Repeat the data below, putting "mark" in place of every "spot" and changing nothing else.

....

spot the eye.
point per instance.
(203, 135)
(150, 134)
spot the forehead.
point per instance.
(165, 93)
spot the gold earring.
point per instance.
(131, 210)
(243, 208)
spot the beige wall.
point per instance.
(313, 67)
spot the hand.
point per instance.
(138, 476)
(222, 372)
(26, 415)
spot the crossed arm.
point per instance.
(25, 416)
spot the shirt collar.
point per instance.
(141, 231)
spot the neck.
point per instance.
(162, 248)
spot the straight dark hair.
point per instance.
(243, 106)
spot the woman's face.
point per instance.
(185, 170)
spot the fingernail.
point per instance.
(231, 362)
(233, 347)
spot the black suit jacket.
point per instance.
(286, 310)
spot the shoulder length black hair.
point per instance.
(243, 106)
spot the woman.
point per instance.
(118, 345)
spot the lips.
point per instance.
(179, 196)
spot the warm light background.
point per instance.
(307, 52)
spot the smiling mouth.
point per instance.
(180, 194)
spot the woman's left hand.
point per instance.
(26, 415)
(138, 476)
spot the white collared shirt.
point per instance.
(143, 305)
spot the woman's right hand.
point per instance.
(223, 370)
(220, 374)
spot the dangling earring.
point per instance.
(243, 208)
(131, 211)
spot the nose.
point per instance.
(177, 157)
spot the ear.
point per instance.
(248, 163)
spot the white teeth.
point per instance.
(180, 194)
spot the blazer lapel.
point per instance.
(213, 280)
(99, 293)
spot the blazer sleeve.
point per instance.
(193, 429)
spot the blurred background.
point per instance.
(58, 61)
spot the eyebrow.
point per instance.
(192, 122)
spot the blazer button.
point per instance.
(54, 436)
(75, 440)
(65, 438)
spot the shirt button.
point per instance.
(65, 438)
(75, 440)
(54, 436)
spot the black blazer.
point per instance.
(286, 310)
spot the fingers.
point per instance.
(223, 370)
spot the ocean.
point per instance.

....

## TASK RESULT
mark the eye.
point per instance.
(203, 135)
(150, 134)
mark the forehead.
point per instance.
(165, 93)
mark the gold earring.
point per instance.
(131, 210)
(243, 208)
mark the beige wall.
point per instance.
(313, 67)
mark the hand.
point per instance.
(138, 476)
(222, 372)
(26, 415)
mark the crossed arm.
point per instance.
(25, 416)
mark the shirt collar.
point per instance.
(141, 231)
mark the neck.
point per instance.
(162, 248)
mark the straight dark hair.
point per instance.
(243, 106)
mark the woman's face.
point per instance.
(185, 170)
mark the fingernail.
point per instance.
(231, 362)
(233, 347)
mark the black suit jacket.
point per instance.
(286, 310)
mark the shoulder length black hair.
point per instance.
(243, 106)
mark the woman.
point per instance.
(118, 345)
mark the lips.
point per instance.
(179, 196)
mark the warm light background.
point per instance.
(307, 52)
mark the smiling mouth.
point per instance.
(180, 194)
mark the woman's left hand.
point per instance.
(26, 415)
(138, 476)
mark the white collared shirt.
point per instance.
(143, 305)
mark the woman's right hand.
point per instance.
(223, 370)
(220, 374)
mark the dangling earring.
point per instance.
(243, 208)
(131, 211)
mark the nose.
point per instance.
(177, 157)
mark the ear.
point per instance.
(248, 163)
mark the white teeth.
point per instance.
(180, 194)
mark the blazer lapel.
point per instance.
(213, 280)
(99, 293)
mark the blazer sleeve.
point per instance.
(193, 429)
mark the blurred background.
point per instance.
(58, 61)
mark the eyebrow.
point per instance.
(192, 122)
mark the blazer button.
point per instance.
(54, 436)
(75, 440)
(65, 438)
mark the shirt button.
point per instance.
(65, 438)
(75, 440)
(54, 436)
mark the black blazer.
point per instance.
(286, 310)
mark the fingers.
point per instance.
(223, 370)
mark the ocean.
point per instance.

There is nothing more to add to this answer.